■ YOUR INSTRUCTIONS
Could you reproduce all of the records exactly?

INFORMATION: Begin

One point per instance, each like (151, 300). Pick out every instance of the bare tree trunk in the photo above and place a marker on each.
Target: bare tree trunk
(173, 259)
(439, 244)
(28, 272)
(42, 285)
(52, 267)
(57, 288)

INFORMATION: End

■ RESULT
One point per instance, each like (151, 300). Pick out every instance of the bare tree trunk in the photo above and place a marker on each.
Target: bare tree trunk
(173, 259)
(439, 244)
(28, 272)
(42, 285)
(52, 267)
(57, 288)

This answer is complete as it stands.